• TASK 1
According to the interview with the Cairo University president, in what year did the university's founders adopt its liberal principles?
• TASK 2
Reproduce word for word the passage of the interview with the Cairo University president, starting at "Cairo University does" and ending at "any religious authority.".
• TASK 3
Recast the paragraph of the interview with the Cairo University president that begins "This group decided to release a document" as a short bulleted list that keeps its main facts.

• STUDY TEXT
-------

Mohamed Othman Al-Khosht, 57, is the president of Cairo University. A professor of the philosophy of religion and contemporary philosophy, he is a leading authority on Islamic culture and a member of the Association for Intercultural Philosophy, an organisation that promotes dialogue between philosophers and thinkers from all over the world. In an interview with Al-Ahram Weekly, Al-Khosht answers questions about his views on the reform of religious discourse, and Cairo University’s decision to set up a council for culture and enlightenment.
What is the Document on Culture and Enlightenment which Cairo University recently released to a chorus of praise?
When I was named president of Cairo University on 1 August 2017, I was keen that the university recover its leading role in spreading the values of liberal culture and enlightenment in Egyptian society. To achieve this I decided to create Cairo University’s Council on Culture and Enlightenment. The council’s board includes a selection of prominent cultural leaders and intellectuals, including philosopher Murad Wahba, thinker and literary critic Gaber Asfour, and novelist Youssef Al-Qaeed.
This group decided to release a document aimed at highlighting the cultural identity of Cairo University, and espousing the liberal principles which were adopted by the university’s founders in 1908. The document lays the foundation for a rationalist culture in the face of extremist currents, and spreads the values of enlightenment, independence of scientific and academic research, religious tolerance, religious reform, citizenship, and democracy.
Most of those who signed this document are secularists, or members of secular movements…
Though the founders of the Council on Culture and Enlightenment are a mix of intellectuals hailing from different ideological backgrounds, all of them are rationalists who believe in the sovereignty of reason, and the separation of religion and state. We have secularists such as philosopher Murad Wahba, liberals such as literary critic Gaber Asfour, and religious reformers such as Al-Azhar professor Saadeddin Al-Hilali.
Cairo University does not have any political or ideological inclinations. It does not belong to any political party or ideological sect. It is a university for all Egyptians, an umbrella for everyone who believes in the principles of rationalism and enlightenment.
Religious institutions and Islamist groups hate the words secularism and enlightenment, characterising both as anti-Islam. They equate secularists with infidels…
Enlightenment denotes an intellectual movement that believes in reason, liberty, tolerance, and scientific thinking rather than myths and fables, while secularism advocates the separation of religion and the state, free thinking, religious tolerance, multiculturalism, and a rejection of religious dogmatism and bigotry. To me, these values do not contradict Islam which promotes free thinking, tolerance and stands against any religious authority.

-------

• THE DATA
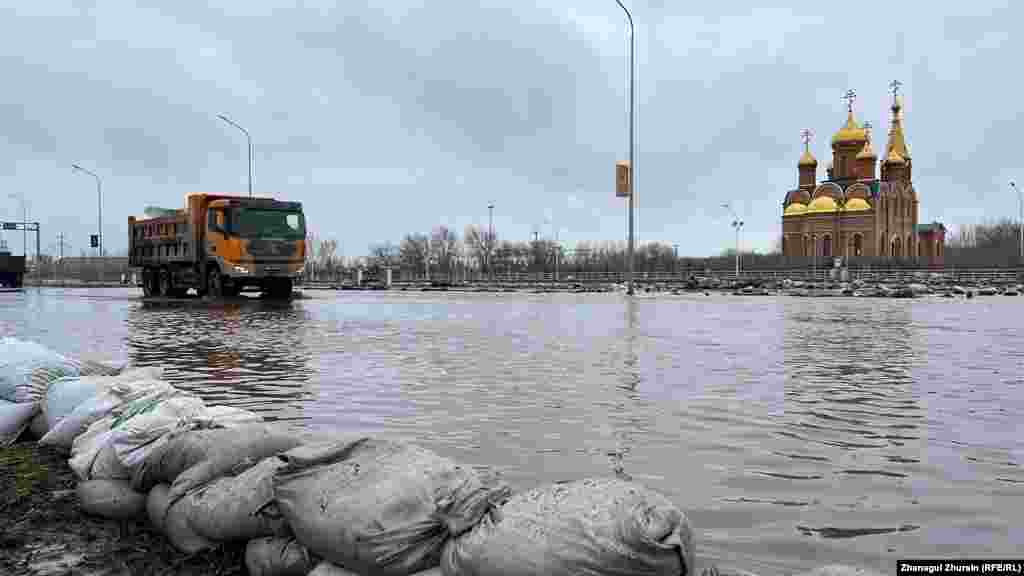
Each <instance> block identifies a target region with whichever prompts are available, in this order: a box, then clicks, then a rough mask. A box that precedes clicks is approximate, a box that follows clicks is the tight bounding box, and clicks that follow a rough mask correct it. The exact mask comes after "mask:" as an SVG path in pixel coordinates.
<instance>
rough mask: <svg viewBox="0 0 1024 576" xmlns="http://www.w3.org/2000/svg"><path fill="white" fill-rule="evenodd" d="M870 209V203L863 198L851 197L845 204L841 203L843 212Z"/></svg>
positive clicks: (856, 211)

-------

• EXERCISE RESULT 1
1908

• EXERCISE RESULT 2
Cairo University does not have any political or ideological inclinations. It does not belong to any political party or ideological sect. It is a university for all Egyptians, an umbrella for everyone who believes in the principles of rationalism and enlightenment.
Religious institutions and Islamist groups hate the words secularism and enlightenment, characterising both as anti-Islam. They equate secularists with infidels…
Enlightenment denotes an intellectual movement that believes in reason, liberty, tolerance, and scientific thinking rather than myths and fables, while secularism advocates the separation of religion and the state, free thinking, religious tolerance, multiculturalism, and a rejection of religious dogmatism and bigotry. To me, these values do not contradict Islam which promotes free thinking, tolerance and stands against any religious authority.

• EXERCISE RESULT 3
- The group released a document to highlight Cairo University's cultural identity and espouse the liberal principles adopted by its founders in 1908.
- The document lays the foundation for a rationalist culture in the face of extremist currents.
- It spreads the values of enlightenment, independence of scientific and academic research, religious tolerance, religious reform, citizenship, and democracy.